知人の飼い犬を一時的に無償で預かっている間にその犬が他人の飼犬に怪我をさせられたという場合、無償寄託契約になりますので、「自己の財産に対するのと同一の注意をもって」(民法§659)犬を保管する義務を負うだけですから、その人なりに普通に注意していたのに事故が発生したというときにまで、預かった人に、責任問うことはできません。

いつも通り、綱をつけて散歩をさせていたときに放し飼いの犬が急に襲い掛かった、という予期せぬ事態まで責任を負う必要はないということです。この場合、治療費は当然のことながら加害犬の飼い主に請求すべきですが、放し飼いの犬の飼い主がわからないときは、預かった犬の治療費やそれに付随する諸経費は無償寄託者である知人の負担となります。




ペットシッターのような有償で預かっている場合の事故についてはペットシッターが善管注意義務を履行することが期待されますので、携帯電話に夢中になっているちょっとしたすきに起きた事故など明らかにペットシッターに過失がありますので、飼い主に対して損害賠償の責任を負うことになります。

# [利用可能なデータ]
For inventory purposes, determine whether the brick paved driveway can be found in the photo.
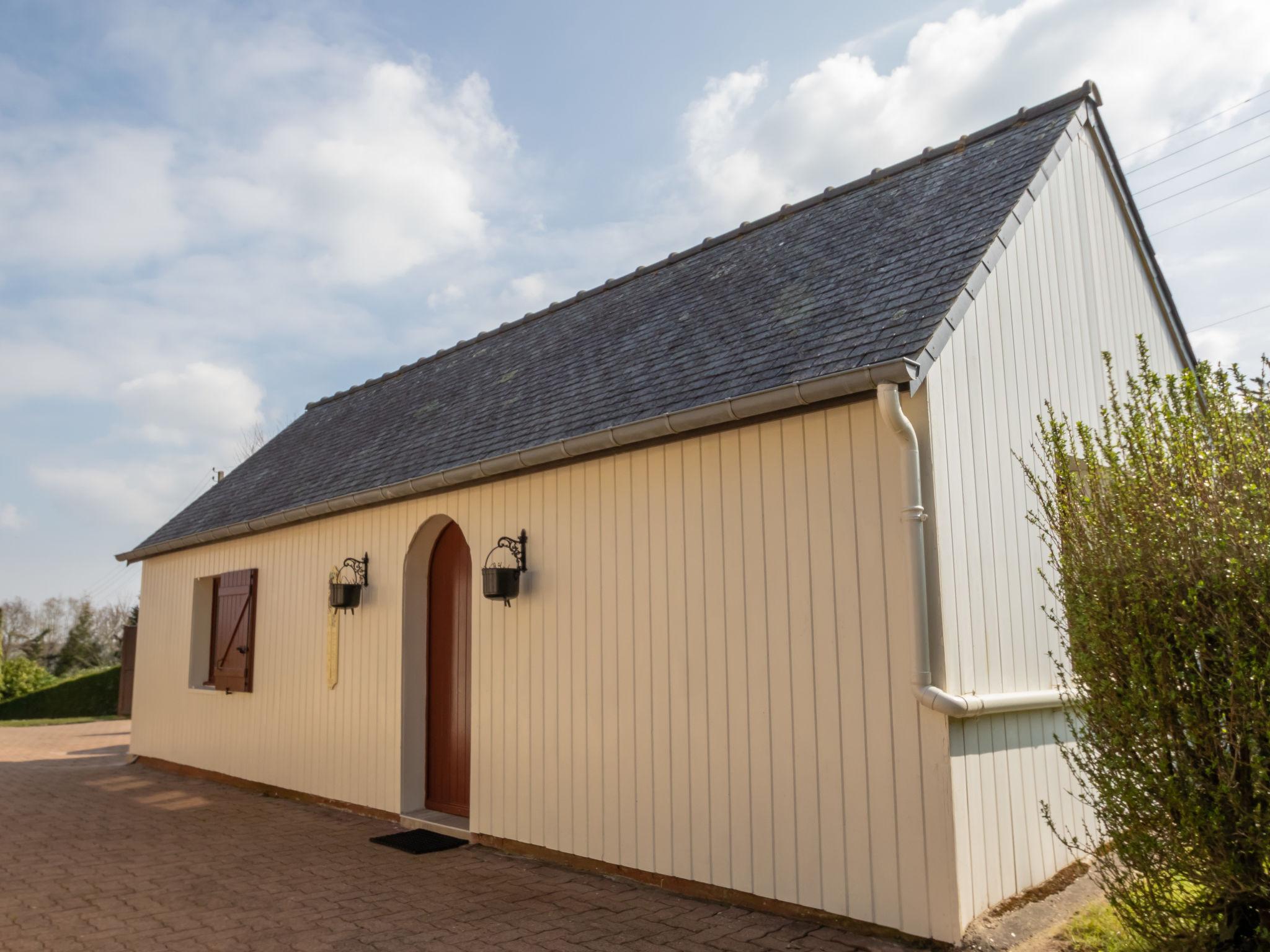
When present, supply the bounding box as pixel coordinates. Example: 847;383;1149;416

# [課題 1]
本文によると、放し飼いの犬の飼い主がわからない場合、預かった犬の治療費やそれに付随する諸経費は誰の負担となりますか。
# [課題 2]
本文のうち、「知人の飼い犬を一時的に無償で」から「である知人の負担となります。」までの箇所を書き写してください。

# [解答欄 1]
無償寄託者である知人の負担となります。

# [解答欄 2]
知人の飼い犬を一時的に無償で預かっている間にその犬が他人の飼犬に怪我をさせられたという場合、無償寄託契約になりますので、「自己の財産に対するのと同一の注意をもって」(民法§659)犬を保管する義務を負うだけですから、その人なりに普通に注意していたのに事故が発生したというときにまで、預かった人に、責任問うことはできません。

いつも通り、綱をつけて散歩をさせていたときに放し飼いの犬が急に襲い掛かった、という予期せぬ事態まで責任を負う必要はないということです。この場合、治療費は当然のことながら加害犬の飼い主に請求すべきですが、放し飼いの犬の飼い主がわからないときは、預かった犬の治療費やそれに付随する諸経費は無償寄託者である知人の負担となります。